* _Prompt_
Please quote the material exactly, every line of it.

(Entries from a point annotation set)
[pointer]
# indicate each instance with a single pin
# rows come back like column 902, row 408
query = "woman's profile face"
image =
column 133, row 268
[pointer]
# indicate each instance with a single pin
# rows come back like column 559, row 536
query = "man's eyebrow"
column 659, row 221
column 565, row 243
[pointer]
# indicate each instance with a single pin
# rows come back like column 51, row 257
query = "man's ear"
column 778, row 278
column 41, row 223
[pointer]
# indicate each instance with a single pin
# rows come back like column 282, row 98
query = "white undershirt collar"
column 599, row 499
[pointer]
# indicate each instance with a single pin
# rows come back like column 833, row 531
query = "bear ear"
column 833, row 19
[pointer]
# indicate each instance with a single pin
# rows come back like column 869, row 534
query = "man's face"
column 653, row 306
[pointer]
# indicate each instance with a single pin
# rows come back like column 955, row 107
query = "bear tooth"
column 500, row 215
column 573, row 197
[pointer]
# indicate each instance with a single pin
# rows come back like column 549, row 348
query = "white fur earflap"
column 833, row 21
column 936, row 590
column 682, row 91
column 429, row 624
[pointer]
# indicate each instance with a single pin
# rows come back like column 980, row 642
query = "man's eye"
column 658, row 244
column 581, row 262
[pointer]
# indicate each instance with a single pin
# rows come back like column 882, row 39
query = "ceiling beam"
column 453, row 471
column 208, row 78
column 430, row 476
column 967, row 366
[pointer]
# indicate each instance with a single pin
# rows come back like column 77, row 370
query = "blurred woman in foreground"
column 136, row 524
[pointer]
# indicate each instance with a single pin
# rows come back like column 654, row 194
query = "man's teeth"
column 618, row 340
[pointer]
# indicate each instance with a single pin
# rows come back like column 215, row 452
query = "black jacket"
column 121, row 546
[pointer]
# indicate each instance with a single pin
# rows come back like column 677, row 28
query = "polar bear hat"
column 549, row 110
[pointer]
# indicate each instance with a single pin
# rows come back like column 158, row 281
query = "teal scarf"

* _Response for this exercise_
[pointer]
# indicate each instance with a single pin
# rows come back like column 902, row 408
query = "woman's profile face"
image =
column 133, row 268
[pointer]
# indicate each instance with a single pin
# rows come back like column 559, row 536
query = "man's eyebrow"
column 659, row 221
column 565, row 243
[pointer]
# indicate each instance with a single pin
# rows come back like column 51, row 257
query = "man's ear"
column 778, row 278
column 41, row 223
[pointer]
# indicate each instance with a single pin
# rows come back like column 282, row 98
query = "white undershirt collar"
column 599, row 499
[pointer]
# indicate each instance with a single pin
# rows come back like column 833, row 531
query = "bear ear"
column 833, row 19
[pointer]
# indicate each instance with a single pin
# rows come back like column 869, row 534
query = "man's face"
column 653, row 306
[pointer]
# indicate each instance with a single pin
# rows come back like column 955, row 107
query = "bear tooth"
column 500, row 215
column 573, row 197
[pointer]
# indicate each instance with a single pin
# rows come back like column 549, row 348
query = "white fur earflap"
column 833, row 21
column 936, row 590
column 682, row 91
column 429, row 624
[pointer]
# indicate each instance with a single pin
# rows come back like column 980, row 642
query = "man's eye"
column 658, row 244
column 581, row 262
[pointer]
# indicate each instance with a single pin
# rows come back like column 882, row 39
query = "ceiling beam"
column 453, row 471
column 208, row 78
column 430, row 476
column 967, row 366
[pointer]
# indicate each instance with a single pin
# rows come back like column 77, row 370
query = "blurred woman in foreground"
column 136, row 524
[pointer]
# indicate each instance with a single pin
# rows come back like column 654, row 194
query = "man's teeth"
column 618, row 340
[pointer]
# indicate each instance with a single pin
# rows come back like column 215, row 452
query = "black jacket"
column 121, row 546
[pointer]
# indicate each instance with a single pin
# rows come back like column 677, row 28
query = "polar bear hat"
column 549, row 110
[pointer]
# indicate each instance with a single pin
# rows come back like column 158, row 281
query = "teal scarf"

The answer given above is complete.